ANTARA/PUSPA PERWITASARI
KOMODO sedang menjadi selebritas. Hewan purba yang hanya bisa ditemui di Flores, Nusa Tenggara Timur ini masuk dalam final New Seven Wonders yang pemilihan pemenangnya didasarkan suara terbanyak.
Sudah dua kali ini, tujuh keajaiban dunia dipilih dengan menggunakan sistem idol. Artinya, pemenang didasarkan pada suara terbanyak. Dalam dunia pemasaran, pemilihan itu berarti tantangan untuk menjual produk. Sedangkan dalam dunia pariwisata nasional, berarti kesempatan untuk menjual Indonesia.
Penjelasan itu pula yang antara lain dituliskan oleh panitia new 7 wonder dalam proposal yang dikirimkan ke Kementerian Kebudayaan dan Pariwisata. Alasan lainnya, mereka mengemban misi agar warisan kekayaan dunia bisa lebih dikenal dan diingat masyarakat. Jika dilihat dari sisi pemasaran, sudah pasti saran utama pilih komodo supaya hewan purba ini bisa muncul di tujuh keajaiban dunia yang akan diumumkan 11 November 2011 (11/11/11) di situs new7wonders.com.
Namun, jika melirik dampak negatif yang bisa ditimbulkan, kepopuleran komodo bisa mendatangkan bencana. Pertanyaannya, seberapa jauh kelestarian lingkungan, terutama di taman nasional Komodo dan sekitarnya bisa terjaga?
World Tourism Organization (WHO) pernah mengingatkan pembangunan fasilitas pariwisata seringkali terbukti merusak alam dan meningkatkan potensi tanah longsor serta banjir.

(Entri data tersimpan)
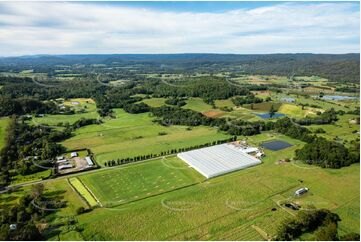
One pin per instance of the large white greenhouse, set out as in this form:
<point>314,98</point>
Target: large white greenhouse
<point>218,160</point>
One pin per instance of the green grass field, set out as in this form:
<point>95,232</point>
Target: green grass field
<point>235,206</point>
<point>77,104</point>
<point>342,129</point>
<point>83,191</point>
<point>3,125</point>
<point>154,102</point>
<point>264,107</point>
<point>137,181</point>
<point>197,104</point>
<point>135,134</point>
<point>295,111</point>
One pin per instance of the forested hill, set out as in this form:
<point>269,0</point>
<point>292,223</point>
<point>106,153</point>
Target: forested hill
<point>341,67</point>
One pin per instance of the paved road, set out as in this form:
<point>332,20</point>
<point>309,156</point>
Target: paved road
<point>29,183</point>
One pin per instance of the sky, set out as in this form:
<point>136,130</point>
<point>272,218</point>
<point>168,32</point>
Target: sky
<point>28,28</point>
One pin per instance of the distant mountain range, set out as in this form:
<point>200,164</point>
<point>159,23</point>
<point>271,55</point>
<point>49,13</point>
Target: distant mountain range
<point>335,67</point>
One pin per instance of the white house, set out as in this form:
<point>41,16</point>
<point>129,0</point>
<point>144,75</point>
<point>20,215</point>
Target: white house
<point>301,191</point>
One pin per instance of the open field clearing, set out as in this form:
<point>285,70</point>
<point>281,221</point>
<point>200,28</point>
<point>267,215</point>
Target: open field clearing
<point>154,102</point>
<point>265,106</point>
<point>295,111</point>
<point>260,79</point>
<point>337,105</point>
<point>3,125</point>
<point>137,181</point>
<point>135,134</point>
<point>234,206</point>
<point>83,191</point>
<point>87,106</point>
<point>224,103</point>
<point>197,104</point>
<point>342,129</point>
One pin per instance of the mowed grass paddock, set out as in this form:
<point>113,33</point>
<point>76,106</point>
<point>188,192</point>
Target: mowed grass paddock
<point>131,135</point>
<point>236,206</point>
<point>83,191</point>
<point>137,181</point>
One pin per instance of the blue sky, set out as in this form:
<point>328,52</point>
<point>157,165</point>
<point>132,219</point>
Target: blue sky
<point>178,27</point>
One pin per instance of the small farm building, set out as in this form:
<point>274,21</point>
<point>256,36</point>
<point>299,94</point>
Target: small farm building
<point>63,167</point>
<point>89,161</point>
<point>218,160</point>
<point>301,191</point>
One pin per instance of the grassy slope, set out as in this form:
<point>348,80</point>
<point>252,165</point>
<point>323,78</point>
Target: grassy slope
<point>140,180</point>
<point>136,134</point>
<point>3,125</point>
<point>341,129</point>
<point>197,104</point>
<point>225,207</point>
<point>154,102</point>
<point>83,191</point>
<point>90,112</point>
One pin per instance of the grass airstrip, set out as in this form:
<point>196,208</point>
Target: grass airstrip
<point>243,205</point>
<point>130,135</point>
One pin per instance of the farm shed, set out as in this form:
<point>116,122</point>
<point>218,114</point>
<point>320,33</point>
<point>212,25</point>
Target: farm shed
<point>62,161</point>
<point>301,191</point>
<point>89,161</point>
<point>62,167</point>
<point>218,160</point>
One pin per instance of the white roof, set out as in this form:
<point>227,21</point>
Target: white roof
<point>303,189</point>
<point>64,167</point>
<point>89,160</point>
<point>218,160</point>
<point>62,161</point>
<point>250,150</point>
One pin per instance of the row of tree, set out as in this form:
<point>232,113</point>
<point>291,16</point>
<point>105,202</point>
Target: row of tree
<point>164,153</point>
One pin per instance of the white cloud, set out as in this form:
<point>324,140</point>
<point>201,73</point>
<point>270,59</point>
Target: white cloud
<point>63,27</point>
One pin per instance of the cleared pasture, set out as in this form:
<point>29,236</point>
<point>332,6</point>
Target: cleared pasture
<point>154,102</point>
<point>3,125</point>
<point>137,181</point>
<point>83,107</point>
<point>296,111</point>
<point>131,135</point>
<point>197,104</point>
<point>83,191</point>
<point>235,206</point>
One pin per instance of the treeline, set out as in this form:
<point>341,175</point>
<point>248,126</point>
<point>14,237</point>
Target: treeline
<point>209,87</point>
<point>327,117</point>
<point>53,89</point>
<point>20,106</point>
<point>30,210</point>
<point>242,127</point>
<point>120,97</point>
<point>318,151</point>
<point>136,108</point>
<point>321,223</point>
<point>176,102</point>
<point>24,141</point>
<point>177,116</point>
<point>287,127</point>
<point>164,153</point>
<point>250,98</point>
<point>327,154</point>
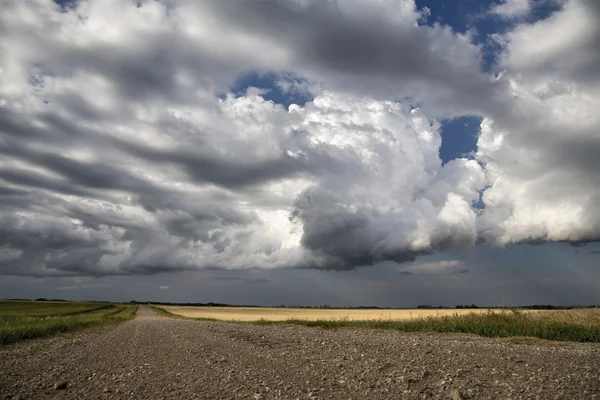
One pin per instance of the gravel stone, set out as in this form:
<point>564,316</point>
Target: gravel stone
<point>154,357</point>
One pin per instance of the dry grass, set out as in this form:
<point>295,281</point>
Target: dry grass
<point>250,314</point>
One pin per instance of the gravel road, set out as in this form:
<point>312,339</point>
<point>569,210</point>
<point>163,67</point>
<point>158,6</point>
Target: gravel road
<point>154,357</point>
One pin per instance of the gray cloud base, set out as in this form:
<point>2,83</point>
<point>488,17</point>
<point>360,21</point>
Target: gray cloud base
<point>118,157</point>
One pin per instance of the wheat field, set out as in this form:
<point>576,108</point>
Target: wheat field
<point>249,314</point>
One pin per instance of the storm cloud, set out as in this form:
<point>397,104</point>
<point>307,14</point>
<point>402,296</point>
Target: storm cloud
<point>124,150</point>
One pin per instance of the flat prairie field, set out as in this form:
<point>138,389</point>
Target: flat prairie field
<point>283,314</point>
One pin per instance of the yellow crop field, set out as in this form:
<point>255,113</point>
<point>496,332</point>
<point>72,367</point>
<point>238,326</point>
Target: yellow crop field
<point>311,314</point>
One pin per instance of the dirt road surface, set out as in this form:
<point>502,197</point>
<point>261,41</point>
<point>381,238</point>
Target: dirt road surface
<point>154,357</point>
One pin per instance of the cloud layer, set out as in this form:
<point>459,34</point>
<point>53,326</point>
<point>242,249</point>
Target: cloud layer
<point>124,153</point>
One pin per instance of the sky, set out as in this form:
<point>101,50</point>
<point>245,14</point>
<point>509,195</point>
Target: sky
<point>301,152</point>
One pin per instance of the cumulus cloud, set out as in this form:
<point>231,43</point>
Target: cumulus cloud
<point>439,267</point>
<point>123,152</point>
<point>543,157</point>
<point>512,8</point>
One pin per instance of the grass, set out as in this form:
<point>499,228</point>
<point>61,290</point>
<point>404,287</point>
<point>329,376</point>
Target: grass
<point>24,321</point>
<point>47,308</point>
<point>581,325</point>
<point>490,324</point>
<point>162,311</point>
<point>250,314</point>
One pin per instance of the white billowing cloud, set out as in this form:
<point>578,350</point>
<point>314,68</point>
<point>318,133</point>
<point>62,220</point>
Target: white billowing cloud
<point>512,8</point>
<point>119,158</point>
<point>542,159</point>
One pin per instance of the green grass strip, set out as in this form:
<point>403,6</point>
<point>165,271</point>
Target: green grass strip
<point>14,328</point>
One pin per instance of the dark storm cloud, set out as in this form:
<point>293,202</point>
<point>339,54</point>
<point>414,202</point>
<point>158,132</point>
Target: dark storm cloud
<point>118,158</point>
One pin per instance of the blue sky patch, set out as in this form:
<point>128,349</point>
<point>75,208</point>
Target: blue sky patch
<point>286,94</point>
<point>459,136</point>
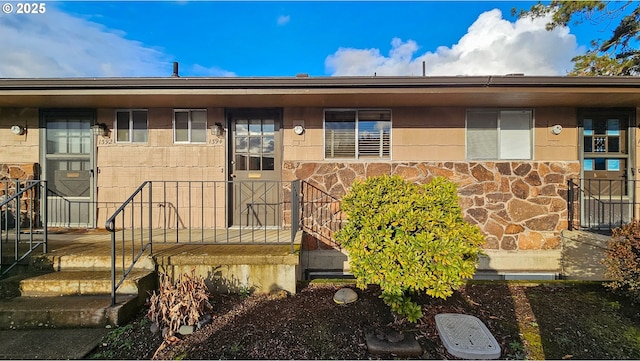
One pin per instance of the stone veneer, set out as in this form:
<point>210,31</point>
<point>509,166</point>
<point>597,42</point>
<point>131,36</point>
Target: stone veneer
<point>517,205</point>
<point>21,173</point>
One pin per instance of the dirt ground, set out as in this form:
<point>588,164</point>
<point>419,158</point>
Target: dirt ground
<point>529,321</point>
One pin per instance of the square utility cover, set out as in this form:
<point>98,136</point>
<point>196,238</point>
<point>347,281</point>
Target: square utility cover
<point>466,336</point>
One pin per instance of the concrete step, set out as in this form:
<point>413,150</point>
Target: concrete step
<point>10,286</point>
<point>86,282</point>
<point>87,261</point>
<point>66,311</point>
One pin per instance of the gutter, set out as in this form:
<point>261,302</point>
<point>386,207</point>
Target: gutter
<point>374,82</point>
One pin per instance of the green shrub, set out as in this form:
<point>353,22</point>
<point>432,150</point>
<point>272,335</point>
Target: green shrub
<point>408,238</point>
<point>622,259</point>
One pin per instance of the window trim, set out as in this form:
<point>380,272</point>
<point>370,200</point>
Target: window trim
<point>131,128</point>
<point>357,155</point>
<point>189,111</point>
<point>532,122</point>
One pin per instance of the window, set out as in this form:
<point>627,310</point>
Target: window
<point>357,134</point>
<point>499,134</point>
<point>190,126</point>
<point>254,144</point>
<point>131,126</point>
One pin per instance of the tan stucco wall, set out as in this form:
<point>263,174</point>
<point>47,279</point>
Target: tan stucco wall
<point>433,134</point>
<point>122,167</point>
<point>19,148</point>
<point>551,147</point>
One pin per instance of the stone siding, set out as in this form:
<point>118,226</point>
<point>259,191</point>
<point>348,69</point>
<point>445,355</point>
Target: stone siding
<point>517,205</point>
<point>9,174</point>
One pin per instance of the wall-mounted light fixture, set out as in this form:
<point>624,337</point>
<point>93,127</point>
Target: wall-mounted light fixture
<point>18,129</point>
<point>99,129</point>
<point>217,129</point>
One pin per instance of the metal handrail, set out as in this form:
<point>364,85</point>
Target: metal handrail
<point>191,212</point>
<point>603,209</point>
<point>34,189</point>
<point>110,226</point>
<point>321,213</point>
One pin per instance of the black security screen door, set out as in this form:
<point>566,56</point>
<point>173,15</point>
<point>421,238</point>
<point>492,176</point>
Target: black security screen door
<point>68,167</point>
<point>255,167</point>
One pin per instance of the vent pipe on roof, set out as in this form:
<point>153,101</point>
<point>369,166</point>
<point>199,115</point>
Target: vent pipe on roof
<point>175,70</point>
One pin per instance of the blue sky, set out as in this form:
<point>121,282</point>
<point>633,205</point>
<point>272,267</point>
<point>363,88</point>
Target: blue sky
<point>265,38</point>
* * *
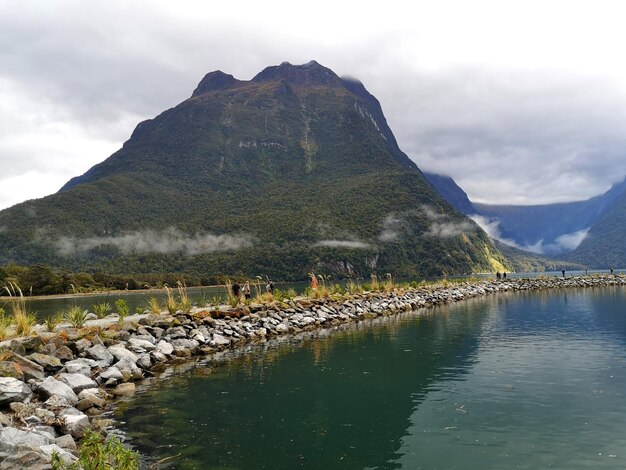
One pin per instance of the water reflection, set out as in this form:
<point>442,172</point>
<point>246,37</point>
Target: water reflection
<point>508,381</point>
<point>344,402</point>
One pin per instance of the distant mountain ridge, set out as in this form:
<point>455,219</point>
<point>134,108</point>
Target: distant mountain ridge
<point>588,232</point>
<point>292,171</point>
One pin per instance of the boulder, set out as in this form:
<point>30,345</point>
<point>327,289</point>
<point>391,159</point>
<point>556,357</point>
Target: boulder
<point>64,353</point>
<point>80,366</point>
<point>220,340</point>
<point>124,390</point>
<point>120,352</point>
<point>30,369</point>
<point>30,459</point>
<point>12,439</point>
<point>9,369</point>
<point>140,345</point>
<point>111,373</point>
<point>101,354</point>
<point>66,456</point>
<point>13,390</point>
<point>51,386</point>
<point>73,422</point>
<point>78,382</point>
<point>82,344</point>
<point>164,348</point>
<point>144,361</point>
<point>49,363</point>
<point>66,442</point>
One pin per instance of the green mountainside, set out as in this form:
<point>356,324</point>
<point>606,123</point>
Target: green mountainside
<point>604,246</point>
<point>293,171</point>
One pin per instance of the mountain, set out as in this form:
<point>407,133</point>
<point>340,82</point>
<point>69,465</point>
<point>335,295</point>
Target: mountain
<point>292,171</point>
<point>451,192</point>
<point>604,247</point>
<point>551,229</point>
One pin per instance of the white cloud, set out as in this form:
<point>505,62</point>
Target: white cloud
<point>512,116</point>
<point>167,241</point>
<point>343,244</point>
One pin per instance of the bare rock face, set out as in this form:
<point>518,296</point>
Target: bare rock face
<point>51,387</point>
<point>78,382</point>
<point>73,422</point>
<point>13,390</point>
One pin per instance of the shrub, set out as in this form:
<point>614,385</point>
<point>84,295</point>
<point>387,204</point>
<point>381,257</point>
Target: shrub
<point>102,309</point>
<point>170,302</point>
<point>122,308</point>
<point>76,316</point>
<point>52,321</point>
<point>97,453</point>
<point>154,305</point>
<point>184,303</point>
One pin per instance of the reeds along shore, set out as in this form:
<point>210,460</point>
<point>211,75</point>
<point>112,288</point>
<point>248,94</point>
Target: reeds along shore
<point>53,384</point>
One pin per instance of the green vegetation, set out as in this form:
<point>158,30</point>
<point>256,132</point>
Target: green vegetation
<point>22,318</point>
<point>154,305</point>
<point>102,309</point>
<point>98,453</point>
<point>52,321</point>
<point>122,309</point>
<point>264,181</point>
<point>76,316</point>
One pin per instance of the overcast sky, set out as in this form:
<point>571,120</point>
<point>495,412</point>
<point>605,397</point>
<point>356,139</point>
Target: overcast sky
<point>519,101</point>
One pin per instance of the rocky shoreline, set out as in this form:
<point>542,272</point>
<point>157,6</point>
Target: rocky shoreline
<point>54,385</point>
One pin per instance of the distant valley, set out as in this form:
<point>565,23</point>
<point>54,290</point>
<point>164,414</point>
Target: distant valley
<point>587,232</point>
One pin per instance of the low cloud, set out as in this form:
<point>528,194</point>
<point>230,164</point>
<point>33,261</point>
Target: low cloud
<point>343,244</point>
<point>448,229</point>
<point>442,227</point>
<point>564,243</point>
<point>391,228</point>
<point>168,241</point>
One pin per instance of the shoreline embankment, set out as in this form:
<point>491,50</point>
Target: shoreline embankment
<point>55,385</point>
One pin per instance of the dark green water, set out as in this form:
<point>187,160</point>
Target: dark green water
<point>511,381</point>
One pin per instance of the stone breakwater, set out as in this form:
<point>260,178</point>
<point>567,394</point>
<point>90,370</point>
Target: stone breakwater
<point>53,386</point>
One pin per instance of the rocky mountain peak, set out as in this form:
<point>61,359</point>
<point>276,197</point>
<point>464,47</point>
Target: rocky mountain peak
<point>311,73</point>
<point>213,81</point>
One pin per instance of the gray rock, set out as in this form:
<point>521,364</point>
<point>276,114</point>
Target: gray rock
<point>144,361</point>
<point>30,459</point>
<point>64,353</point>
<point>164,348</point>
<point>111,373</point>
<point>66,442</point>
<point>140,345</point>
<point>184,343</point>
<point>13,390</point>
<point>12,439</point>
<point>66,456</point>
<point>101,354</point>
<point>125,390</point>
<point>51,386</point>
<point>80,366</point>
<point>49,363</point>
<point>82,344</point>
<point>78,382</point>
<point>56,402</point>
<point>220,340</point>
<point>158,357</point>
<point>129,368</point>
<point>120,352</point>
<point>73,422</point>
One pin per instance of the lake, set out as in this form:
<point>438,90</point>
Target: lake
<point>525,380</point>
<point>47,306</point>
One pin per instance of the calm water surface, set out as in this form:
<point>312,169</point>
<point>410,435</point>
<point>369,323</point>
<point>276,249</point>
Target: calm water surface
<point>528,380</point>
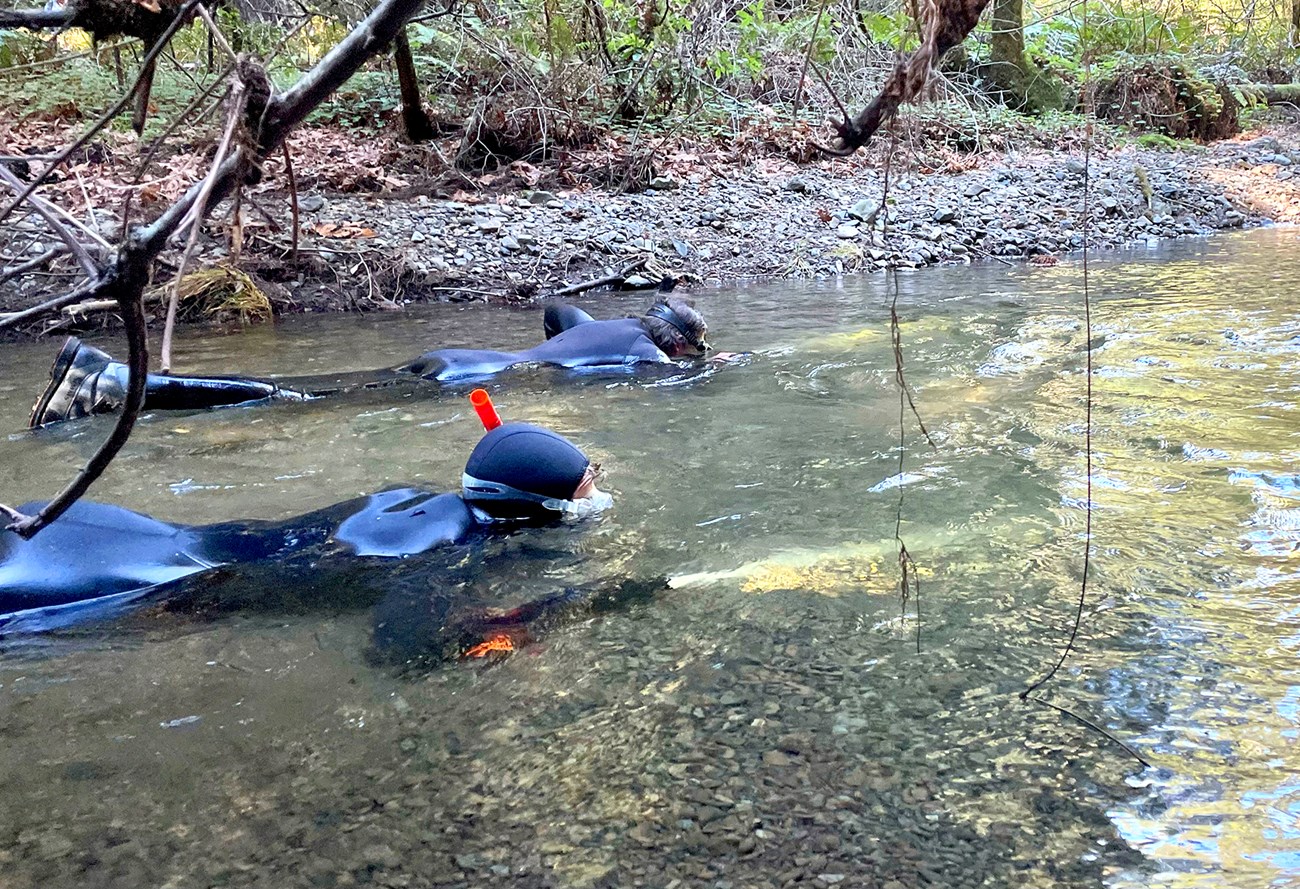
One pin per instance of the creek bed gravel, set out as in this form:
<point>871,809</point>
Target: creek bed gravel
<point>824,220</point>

**Perintah Tugas**
Tuliskan semua akibat pembangunan fasilitas pariwisata yang disebutkan dalam teks bacaan tentang komodo. Materi di atas tidak berhubungan dengan teks bacaan tentang komodo.

**Hasil**
- Merusak alam
- Meningkatkan potensi tanah longsor
- Meningkatkan potensi banjir